▶ WHAT TO DO
Please convert every line of the entries below into a numbered list, skipping any blank lines and omitting the pictures.

--- start of DATA TO PROCESS ---

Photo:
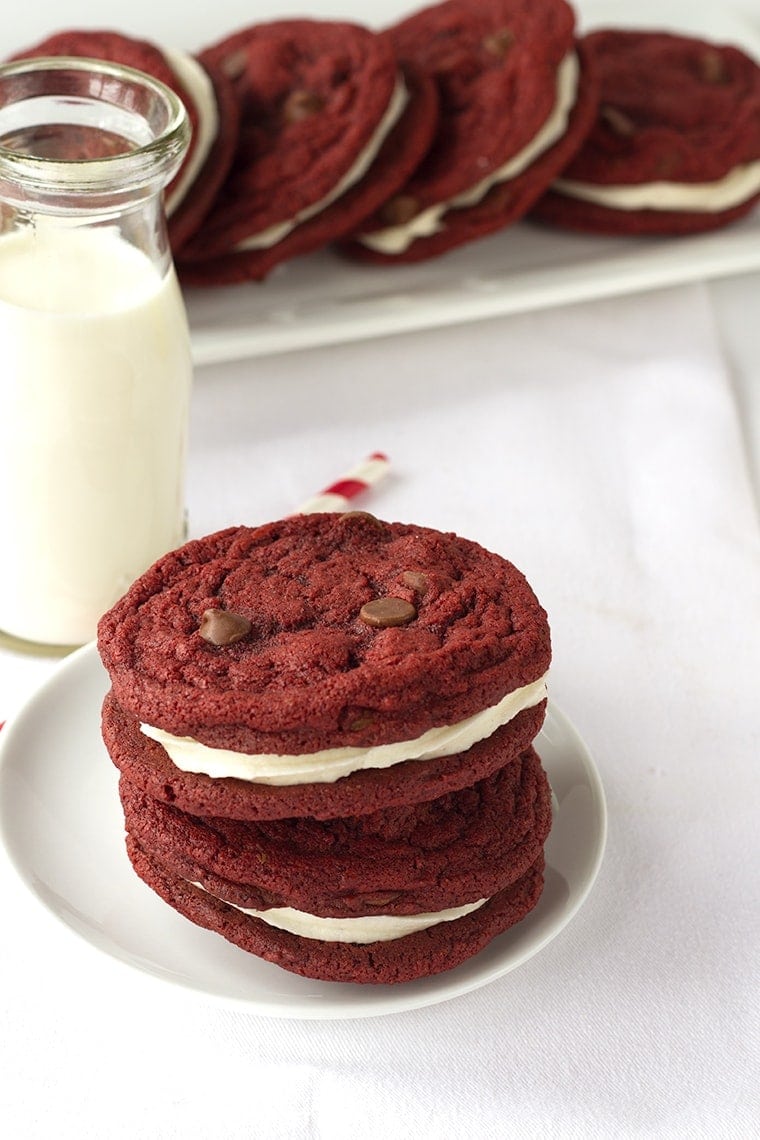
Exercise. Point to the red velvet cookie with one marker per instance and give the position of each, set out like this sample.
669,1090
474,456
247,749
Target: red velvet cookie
331,127
148,767
209,98
345,630
517,99
427,952
425,857
678,128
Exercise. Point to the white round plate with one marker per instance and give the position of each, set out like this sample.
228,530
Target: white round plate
62,827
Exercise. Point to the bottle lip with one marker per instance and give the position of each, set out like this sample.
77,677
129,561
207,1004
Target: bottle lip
144,163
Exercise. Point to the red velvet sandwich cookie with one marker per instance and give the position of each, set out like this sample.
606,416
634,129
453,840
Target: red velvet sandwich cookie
331,127
209,98
426,857
446,944
318,651
676,145
148,766
517,98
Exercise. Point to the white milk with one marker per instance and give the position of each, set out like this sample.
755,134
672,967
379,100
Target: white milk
95,381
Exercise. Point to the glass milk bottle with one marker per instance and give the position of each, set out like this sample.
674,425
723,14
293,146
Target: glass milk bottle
95,361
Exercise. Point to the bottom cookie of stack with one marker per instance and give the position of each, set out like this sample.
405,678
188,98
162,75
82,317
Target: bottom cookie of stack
385,897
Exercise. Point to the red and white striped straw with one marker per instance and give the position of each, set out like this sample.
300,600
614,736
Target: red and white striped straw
340,494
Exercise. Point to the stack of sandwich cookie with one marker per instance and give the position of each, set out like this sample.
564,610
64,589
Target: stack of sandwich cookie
676,145
324,730
210,102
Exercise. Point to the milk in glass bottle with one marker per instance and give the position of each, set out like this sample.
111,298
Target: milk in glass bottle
95,361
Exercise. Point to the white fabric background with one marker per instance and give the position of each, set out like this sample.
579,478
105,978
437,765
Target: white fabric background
599,448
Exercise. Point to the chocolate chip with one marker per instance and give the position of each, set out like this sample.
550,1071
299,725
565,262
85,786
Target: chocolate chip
499,42
416,580
222,627
400,210
387,611
364,721
381,900
302,105
712,67
618,121
372,520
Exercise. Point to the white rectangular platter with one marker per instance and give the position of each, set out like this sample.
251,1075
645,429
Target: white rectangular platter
325,299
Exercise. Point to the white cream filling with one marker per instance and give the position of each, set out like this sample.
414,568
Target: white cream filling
365,929
398,238
741,184
197,82
274,234
331,764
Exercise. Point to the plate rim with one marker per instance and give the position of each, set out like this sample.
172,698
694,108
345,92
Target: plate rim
370,1000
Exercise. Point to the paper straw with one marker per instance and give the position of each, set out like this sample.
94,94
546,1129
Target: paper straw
340,494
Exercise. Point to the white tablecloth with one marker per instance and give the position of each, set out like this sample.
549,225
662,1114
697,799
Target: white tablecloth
601,448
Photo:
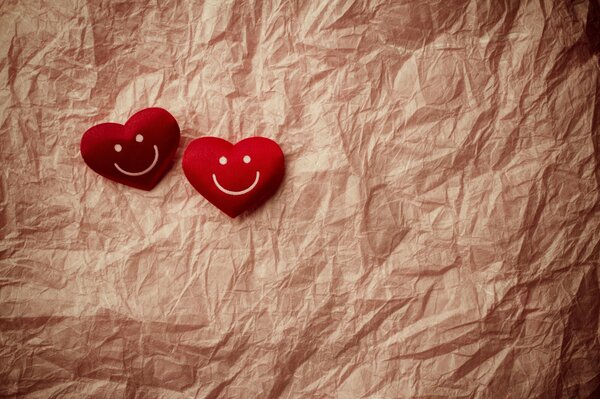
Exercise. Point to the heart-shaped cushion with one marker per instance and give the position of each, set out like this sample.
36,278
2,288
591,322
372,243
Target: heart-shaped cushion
234,178
138,153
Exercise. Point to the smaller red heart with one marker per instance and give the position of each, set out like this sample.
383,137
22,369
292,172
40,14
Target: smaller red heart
234,178
137,154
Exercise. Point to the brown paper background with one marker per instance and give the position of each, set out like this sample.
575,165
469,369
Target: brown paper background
436,235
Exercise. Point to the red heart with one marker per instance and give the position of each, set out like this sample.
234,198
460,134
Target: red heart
138,153
234,178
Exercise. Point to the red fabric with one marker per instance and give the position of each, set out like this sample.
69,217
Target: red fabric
234,178
138,153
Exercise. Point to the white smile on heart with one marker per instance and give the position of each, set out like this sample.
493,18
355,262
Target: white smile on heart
242,192
143,172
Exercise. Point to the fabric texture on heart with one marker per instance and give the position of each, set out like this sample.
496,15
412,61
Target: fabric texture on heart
234,178
138,153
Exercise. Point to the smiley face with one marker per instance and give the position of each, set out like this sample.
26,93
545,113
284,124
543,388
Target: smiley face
237,177
223,161
138,153
138,138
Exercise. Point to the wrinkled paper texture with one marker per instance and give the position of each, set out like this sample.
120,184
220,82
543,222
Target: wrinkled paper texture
436,234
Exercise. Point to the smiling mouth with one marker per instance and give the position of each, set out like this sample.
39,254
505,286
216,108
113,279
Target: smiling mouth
220,187
148,169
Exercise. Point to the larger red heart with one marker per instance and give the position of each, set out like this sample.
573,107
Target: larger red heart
138,153
234,178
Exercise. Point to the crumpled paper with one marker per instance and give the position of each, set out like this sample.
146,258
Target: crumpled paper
436,234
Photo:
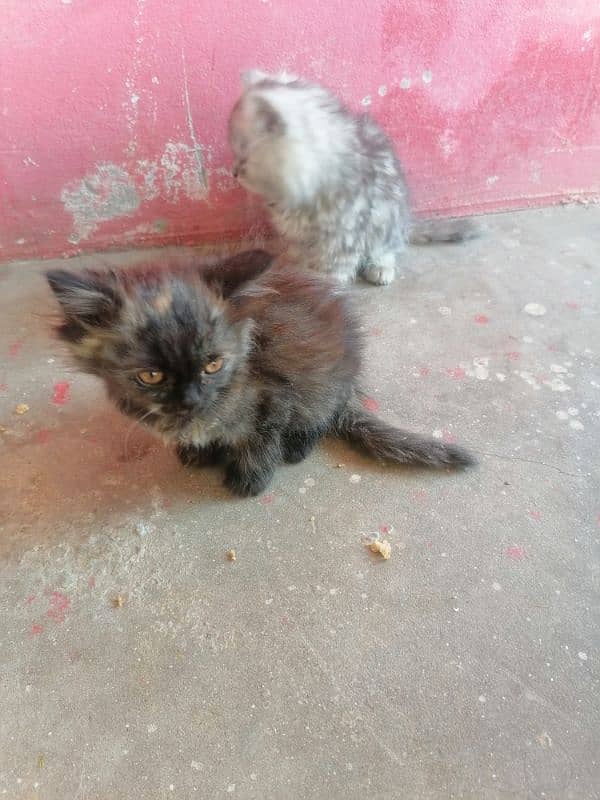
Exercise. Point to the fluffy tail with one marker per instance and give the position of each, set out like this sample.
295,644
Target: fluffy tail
394,444
430,231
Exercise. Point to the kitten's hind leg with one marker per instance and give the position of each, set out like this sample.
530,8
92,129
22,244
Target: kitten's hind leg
296,445
381,267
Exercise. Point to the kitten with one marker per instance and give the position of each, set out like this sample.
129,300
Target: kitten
250,371
331,180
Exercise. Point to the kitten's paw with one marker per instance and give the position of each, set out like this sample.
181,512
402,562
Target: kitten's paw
295,447
246,484
380,276
294,455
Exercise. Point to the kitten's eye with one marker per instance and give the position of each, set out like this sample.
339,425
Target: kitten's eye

--- end of DATA TO PROCESS ---

▶ EXERCISE OUTPUT
1. Photo:
2. Exercise. Point to the red velvet cookie with one marker per instance and give the position of each, set out like this sample.
3. 669,1090
4. 474,456
5. 247,749
6. Target: red velvet cookie
7. 331,127
8. 148,767
9. 209,98
10. 345,630
11. 517,99
12. 427,952
13. 425,857
14. 678,128
15. Exercise. Point to the white round plate with one marker per instance and give the position of each, set out like this sample.
16. 228,530
17. Target: white round plate
18. 62,827
19. Exercise. Point to the bottle lip with one marker per instance and give the position of each, set out like this sample.
20. 77,677
21. 129,561
22. 207,1004
23. Target: bottle lip
24. 144,163
25. Exercise. Point to the red velvet sandwich cookie with one marker per instance and give the position of each, set out like this sample.
26. 606,416
27. 634,129
28. 453,840
29. Target: red velvet sandwich cookie
30. 331,127
31. 209,98
32. 426,857
33. 446,944
34. 318,651
35. 676,145
36. 148,766
37. 517,98
38. Exercise. Point to the white milk with one marker per instance and give the position of each, set out like this sample.
39. 755,134
40. 672,967
41. 379,100
42. Target: white milk
43. 95,381
44. Exercise. Point to the glass milk bottle with one marker per instance and give the position of each, set out like this sample.
45. 674,425
46. 723,14
47. 293,146
48. Target: glass milk bottle
49. 95,361
50. Exercise. Point to the bottom cookie of stack with one marker per instance and give the position of each, set out like this sample.
51. 405,678
52. 188,98
53. 162,75
54. 82,317
55. Target: bottom cookie of stack
56. 385,897
57. Exercise. Point to the red and white striped straw with one marker per instance and give the position of each, set out like this sample.
58. 300,600
59. 614,736
60. Target: red and white striped straw
61. 340,494
62. Exercise. Point to the stack of sandwich cookie with one marker per instance and give the position of each, set out like this sample.
63. 564,610
64. 64,589
65. Target: stack of sandwich cookie
66. 676,145
67. 324,730
68. 210,102
69. Exercise. Point to the milk in glass bottle with one marker per instance and give the position of each, set out like this sample.
70. 111,298
71. Target: milk in glass bottle
72. 95,361
73. Exercise. Point to the white fabric background with one marker per instance and give the position of each, set out like this sample.
74. 579,478
75. 105,978
76. 437,765
77. Target: white fabric background
78. 599,448
79. Exercise. Point to the chocolate chip with one marker per instance and give the position of each, set out like this sample.
80. 550,1071
81. 299,725
82. 565,262
83. 85,786
84. Target: chocolate chip
85. 499,42
86. 416,580
87. 222,627
88. 400,210
89. 387,611
90. 364,721
91. 381,900
92. 302,105
93. 712,67
94. 618,121
95. 372,520
96. Exercise. Point to the white rectangular platter with one marker per instance and give the position of each, set out like this sample.
97. 251,1075
98. 645,429
99. Target: white rectangular platter
100. 325,299
101. Exercise. Point to the white cream filling with one marker per instance and give the position of each, set out like this sample.
102. 414,568
103. Target: white cream filling
104. 365,929
105. 398,238
106. 741,184
107. 197,82
108. 274,234
109. 331,764
110. Exercise. Point to the plate rim with one marker per instance and give the position of each, set out like this sample.
111. 172,698
112. 694,108
113. 345,92
114. Target: plate rim
115. 370,1000
116. Exercise. Point to the paper straw with one marker per instance and give the position of each, set out like this sample.
117. 94,94
118. 546,1129
119. Target: paper straw
120. 340,494
121. Exercise. Point to the white tablecloth with one marker per instance and give the position of each, set out like this sample.
122. 549,225
123. 662,1114
124. 697,799
125. Target: white tablecloth
126. 601,448
127. Photo:
128. Exercise. Point to the heart-shaped cushion with one marker per instance and give the position of each, set out like this sample.
129. 36,278
130. 2,288
131. 591,322
132. 372,243
133. Target: heart-shaped cushion
134. 234,178
135. 138,153
136. Exercise. Point to the smaller red heart with one marker per instance and give the position of each, set out like this sample.
137. 383,137
138. 22,369
139. 292,172
140. 40,14
141. Target: smaller red heart
142. 234,178
143. 137,154
144. Exercise. Point to the brown paper background with one marker per instance and give the position of each, set out like this sample.
145. 575,165
146. 469,369
147. Target: brown paper background
148. 436,235
149. Exercise. Point to the red heart with one marker per instance and give the position of each, set out like this sample.
150. 234,198
151. 460,134
152. Target: red heart
153. 138,153
154. 234,178
155. Exercise. Point to the red fabric with one marker per instance and give the position of each, set out like this sample.
156. 69,217
157. Target: red fabric
158. 234,178
159. 138,153
160. Exercise. Point to the white smile on heart with one marker per instance and give the position of each, set out like this sample.
161. 493,18
162. 355,262
163. Target: white smile on heart
164. 242,192
165. 143,172
166. Exercise. Point to the fabric texture on heart with one marker per instance and give the position of each, set out like this sample.
167. 496,15
168. 412,61
169. Target: fabric texture on heart
170. 234,178
171. 138,153
172. Exercise. Point to the smiley face with one marker per instance and give the position of each, set out like this sample.
173. 26,93
174. 545,113
175. 284,124
176. 543,388
177. Target: smiley face
178. 237,177
179. 223,161
180. 138,153
181. 138,138
182. Exercise. Point to the wrinkled paper texture with one marker per instance and give the position of each, set out like this sample.
183. 120,184
184. 220,82
185. 543,222
186. Target: wrinkled paper texture
187. 436,234
188. Exercise. Point to the smiling mouth with one marker per instance and give the position of each, set out like this sample.
189. 39,254
190. 505,286
191. 216,108
192. 113,279
193. Target: smiling mouth
194. 220,187
195. 148,169
196. Exercise. Point to the larger red heart with one marker per instance and give the position of each, set out like this sample.
197. 573,107
198. Target: larger red heart
199. 138,153
200. 234,178
201. Exercise. Point to the crumpled paper with one marker per instance and give the position of each, set out like this sample.
202. 146,258
203. Target: crumpled paper
204. 436,234
205. Photo:
206. Exercise. Point to the fluffy tail with one marker per instance and give the position of each, set out like this sample.
207. 295,644
208. Target: fluffy tail
209. 394,444
210. 430,231
211. Exercise. Point to the kitten's hind leg with one marker per instance and give the position of each, set out like this sample.
212. 530,8
213. 92,129
214. 22,244
215. Target: kitten's hind leg
216. 296,445
217. 381,267
218. Exercise. Point to the kitten with one marker per instance and give the position of each, set out like this sample.
219. 129,300
220. Target: kitten
221. 250,371
222. 331,180
223. Exercise. Point to the kitten's paw with one marker per instance and give the position of each, set out like this sample.
224. 181,512
225. 402,562
226. Target: kitten's paw
227. 295,447
228. 246,484
229. 380,276
230. 294,455
231. Exercise. Point to the kitten's eye with one marker per instance and give the position of each, set out like this sample.
232. 339,425
233. Target: kitten's eye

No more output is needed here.